Trecho ▸
____

Homenagem a Paulinho Baiano e recuerdos de Conquista

Mal sabia que estava prestes a viajar num roteiro, capaz de me fazer entender que existem tipos diferentes de saudade

Valdir Barbosa


Fiquei de encontrar meu caríssimo Leo, amizade que herdei do pai, Leônidas Cardoso, quando deputado, líder do governo, responsável por me fazer designado Delegado Regional de Polícia, nesta querida Vitória da Conquista, isto na década de oitenta.

Pus-me então de pé, na manhã de ontem, no canto onde me abrigo, a pousada instalada no alto da serra do Periperi envolvida de um lado pela Br 116 e por outro, pelo Cristo que abraça a cidade aos seus pés. Após o repasto matinal segui andando em destino a Diamantina, revenda de veículos onde o moço é executivo.

Beirava dez horas quando parti, sob sol forte que esquentou a cidade durante todo o dia findo tendo decidido, da forma como faço nas oportunidades em que empreendo caminhadas com maior grau de dificuldade, dividir mentalmente o percurso em quadrantes que vão sendo paulatinamente alcançados, de forma por fazer parecer mais leve o sacrifício de atingir a meta pretendida.

____

Rótulos de pontos dos objetos ▸
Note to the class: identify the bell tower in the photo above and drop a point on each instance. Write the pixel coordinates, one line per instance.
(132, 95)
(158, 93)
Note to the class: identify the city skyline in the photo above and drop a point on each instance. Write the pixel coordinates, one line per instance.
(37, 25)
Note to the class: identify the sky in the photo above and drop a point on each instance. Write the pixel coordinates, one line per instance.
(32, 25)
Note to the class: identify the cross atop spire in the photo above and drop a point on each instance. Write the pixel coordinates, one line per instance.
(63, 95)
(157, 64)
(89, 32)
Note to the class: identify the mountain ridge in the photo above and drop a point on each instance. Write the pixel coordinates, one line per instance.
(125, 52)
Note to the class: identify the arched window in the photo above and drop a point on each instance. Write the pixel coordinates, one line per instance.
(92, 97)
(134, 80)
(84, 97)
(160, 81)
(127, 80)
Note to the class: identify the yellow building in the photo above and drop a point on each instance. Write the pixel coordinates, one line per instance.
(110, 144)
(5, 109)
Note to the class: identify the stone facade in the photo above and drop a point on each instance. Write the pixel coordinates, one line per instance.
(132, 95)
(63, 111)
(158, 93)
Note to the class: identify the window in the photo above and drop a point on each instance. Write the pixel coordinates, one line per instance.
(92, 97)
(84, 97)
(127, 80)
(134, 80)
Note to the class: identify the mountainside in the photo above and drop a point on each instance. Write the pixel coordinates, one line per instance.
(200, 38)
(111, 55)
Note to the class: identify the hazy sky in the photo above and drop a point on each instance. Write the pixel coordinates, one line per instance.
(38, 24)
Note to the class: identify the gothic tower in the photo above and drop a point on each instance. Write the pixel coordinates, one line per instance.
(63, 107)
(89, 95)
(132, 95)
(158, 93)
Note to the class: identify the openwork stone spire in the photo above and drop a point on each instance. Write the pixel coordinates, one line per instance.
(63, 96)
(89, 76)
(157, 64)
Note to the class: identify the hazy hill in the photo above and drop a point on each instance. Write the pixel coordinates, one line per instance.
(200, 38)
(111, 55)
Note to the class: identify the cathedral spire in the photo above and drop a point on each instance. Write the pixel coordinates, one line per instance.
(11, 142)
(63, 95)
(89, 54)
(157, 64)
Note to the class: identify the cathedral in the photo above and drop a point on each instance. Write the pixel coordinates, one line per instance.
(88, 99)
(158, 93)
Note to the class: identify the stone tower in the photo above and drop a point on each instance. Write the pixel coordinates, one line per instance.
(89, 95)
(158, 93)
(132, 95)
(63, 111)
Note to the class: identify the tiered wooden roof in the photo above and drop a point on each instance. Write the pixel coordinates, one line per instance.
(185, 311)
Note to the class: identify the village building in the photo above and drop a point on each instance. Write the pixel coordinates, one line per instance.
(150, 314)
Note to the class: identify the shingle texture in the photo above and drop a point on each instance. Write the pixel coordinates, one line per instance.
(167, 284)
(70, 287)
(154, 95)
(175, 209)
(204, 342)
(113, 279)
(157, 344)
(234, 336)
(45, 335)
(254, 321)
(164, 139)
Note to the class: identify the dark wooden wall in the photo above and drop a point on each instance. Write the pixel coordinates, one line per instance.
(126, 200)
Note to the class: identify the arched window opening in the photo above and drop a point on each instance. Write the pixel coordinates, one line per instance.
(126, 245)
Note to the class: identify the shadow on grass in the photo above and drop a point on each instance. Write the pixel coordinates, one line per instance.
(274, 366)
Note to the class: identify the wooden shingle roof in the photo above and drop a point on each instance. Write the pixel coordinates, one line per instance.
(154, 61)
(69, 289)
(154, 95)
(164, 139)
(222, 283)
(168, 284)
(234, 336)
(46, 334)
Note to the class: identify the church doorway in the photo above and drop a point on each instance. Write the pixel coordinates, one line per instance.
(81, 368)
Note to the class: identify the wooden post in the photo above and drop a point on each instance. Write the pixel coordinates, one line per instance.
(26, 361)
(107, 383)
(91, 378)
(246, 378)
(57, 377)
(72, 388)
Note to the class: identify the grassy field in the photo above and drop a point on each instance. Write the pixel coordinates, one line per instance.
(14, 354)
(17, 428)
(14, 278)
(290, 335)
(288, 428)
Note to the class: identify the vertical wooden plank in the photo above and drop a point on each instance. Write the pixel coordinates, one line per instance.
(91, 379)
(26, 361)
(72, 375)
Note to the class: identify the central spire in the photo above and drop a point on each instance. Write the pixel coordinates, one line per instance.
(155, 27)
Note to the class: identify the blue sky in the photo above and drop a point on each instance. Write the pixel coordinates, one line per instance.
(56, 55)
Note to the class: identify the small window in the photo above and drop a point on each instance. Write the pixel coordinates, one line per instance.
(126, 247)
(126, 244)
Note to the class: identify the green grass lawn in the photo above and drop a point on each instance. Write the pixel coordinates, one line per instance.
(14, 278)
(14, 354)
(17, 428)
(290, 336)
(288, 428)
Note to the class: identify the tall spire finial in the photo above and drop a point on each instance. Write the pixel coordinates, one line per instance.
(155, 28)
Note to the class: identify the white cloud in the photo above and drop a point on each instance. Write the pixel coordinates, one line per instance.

____

O que fazer ▸
A - Reproduza uma parte do trecho: comece nas palavras "Fiquei de encontrar" e pare depois de "moço é executivo.".
B - Segundo o trecho, qual é o nome da revenda de veículos para onde foi a caminhada?
C - Escreva a continuação do trecho a partir do ponto em que ele termina.

Respostas finais ▸
A -
Fiquei de encontrar meu caríssimo Leo, amizade que herdei do pai, Leônidas Cardoso, quando deputado, líder do governo, responsável por me fazer designado Delegado Regional de Polícia, nesta querida Vitória da Conquista, isto na década de oitenta.

Pus-me então de pé, na manhã de ontem, no canto onde me abrigo, a pousada instalada no alto da serra do Periperi envolvida de um lado pela Br 116 e por outro, pelo Cristo que abraça a cidade aos seus pés. Após o repasto matinal segui andando em destino a Diamantina, revenda de veículos onde o moço é executivo.

B - Diamantina.

C -
Mal sabia que estava prestes a viajar num roteiro, capaz de me fazer entender que existem tipos diferentes de saudade. Saindo em passos largos, logo após iniciar a descida, ainda na área do hotel defini como primeiro destino, a praça onde existe pequeno mercado de flores, ponto de táxi, encruzilhada que leva transeuntes aos quatro cantos da cidade e ali cheguei. Continuei varando a Laudiceia Gusmão já pensando no próximo alvo e continuei ligeiro.

Adiante, cruzei a Regis Pacheco, sob o viaduto cognominado pelo povo, Bigode de Pedral, assim, minutos depois vislumbrei o segundo objetivo, justo a confluência que esbarra na capela do São Vicente. Porém, apesar de haver velado na ermida, muitos amigos que já se foram, todos inesquecíveis, o pensamento pulou para o lado oposto da rua e me vi diante do corpo inerte de Chico Viola, na manhã que cheguei para seu velório. Senti uma saudade sem dor, ouvi os acordes do violão preso ao seu peito, nas tertúlias tantas às quais nos entregamos e meus passos se deixaram embalar pelos boleros tão bem cantados por ele.

Ao passar pela lateral do Ginásio de Esportes parei alguns segundo e fotografei um lindo bougainville, com suas pétalas encarnadas. No dorso da tecnologia moderna fiz chegadas as flores ao meu delicado amor, minha doce esposa, Roberta, e ela, quase que imediatamente recebeu o mimo, postada centenas de quilômetros longe de mim. Naquela hora fui tomado por uma saudade gostosa, na certeza de que hoje, finalmente, estarei nos seus braços, após uma semana de ausência necessária, frente a compromissos sociais e de negócios.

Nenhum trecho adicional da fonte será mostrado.